■ Work to do ■
How many lines in the entries below contain the string "lamp", with case counting? Reply with the number alone.

■ Records for the task ■
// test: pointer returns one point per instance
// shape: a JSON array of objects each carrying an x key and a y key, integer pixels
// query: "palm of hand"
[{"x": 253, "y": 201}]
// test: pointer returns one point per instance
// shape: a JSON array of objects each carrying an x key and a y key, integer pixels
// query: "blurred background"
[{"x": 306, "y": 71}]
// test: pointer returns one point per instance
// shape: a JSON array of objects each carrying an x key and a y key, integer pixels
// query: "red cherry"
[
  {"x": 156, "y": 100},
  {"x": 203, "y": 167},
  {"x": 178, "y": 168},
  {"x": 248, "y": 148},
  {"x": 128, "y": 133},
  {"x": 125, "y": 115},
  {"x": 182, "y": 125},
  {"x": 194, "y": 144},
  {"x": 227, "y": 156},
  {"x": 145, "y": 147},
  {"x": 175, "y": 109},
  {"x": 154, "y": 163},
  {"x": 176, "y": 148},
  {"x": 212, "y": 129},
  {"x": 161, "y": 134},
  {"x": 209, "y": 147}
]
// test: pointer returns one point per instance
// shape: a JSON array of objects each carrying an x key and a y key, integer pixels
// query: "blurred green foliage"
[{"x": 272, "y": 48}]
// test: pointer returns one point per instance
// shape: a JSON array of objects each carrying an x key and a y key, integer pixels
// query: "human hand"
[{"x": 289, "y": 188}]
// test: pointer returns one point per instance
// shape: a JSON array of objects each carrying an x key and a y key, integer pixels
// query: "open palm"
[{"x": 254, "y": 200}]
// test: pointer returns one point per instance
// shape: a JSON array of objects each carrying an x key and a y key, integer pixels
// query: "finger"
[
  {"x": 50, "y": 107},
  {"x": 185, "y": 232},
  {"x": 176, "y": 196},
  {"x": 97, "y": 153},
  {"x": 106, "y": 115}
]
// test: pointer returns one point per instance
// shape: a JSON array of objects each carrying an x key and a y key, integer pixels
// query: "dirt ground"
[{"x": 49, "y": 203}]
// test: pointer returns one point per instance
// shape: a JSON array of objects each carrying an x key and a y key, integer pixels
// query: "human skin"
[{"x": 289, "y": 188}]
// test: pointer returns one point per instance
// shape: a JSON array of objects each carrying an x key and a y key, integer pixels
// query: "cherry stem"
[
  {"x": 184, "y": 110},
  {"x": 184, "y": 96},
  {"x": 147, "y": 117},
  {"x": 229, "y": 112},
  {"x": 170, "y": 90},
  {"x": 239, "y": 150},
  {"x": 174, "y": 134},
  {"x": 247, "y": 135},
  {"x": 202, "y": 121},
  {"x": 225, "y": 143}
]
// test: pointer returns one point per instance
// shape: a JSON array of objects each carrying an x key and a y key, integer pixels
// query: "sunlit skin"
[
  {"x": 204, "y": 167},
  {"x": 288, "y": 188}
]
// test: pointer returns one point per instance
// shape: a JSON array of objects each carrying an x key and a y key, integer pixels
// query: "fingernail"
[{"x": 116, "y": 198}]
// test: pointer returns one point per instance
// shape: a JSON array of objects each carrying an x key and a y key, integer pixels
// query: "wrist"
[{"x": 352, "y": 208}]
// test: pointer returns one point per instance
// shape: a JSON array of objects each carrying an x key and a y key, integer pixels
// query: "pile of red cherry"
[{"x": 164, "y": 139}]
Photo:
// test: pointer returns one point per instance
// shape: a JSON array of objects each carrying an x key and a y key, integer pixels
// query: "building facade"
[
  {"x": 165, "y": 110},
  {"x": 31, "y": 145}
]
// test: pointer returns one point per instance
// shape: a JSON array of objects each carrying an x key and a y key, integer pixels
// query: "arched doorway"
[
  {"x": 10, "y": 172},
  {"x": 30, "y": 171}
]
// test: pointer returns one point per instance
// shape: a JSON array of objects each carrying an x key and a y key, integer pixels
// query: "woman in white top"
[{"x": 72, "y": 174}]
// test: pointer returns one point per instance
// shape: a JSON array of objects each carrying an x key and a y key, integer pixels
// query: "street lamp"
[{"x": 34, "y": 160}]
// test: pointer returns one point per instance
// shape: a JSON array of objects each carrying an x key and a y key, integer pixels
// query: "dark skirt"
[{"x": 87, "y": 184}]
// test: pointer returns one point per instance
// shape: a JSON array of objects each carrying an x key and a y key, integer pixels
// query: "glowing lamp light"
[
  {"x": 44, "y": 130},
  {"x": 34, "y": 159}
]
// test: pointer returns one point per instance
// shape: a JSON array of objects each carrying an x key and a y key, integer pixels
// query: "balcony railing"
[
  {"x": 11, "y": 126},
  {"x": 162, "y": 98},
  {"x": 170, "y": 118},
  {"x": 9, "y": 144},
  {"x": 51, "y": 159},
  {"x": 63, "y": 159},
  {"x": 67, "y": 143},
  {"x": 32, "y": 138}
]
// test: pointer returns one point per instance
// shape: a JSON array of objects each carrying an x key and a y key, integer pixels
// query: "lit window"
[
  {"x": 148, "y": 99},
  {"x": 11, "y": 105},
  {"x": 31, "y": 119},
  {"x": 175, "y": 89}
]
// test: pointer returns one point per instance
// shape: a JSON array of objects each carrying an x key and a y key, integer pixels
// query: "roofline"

■ Written answer ■
2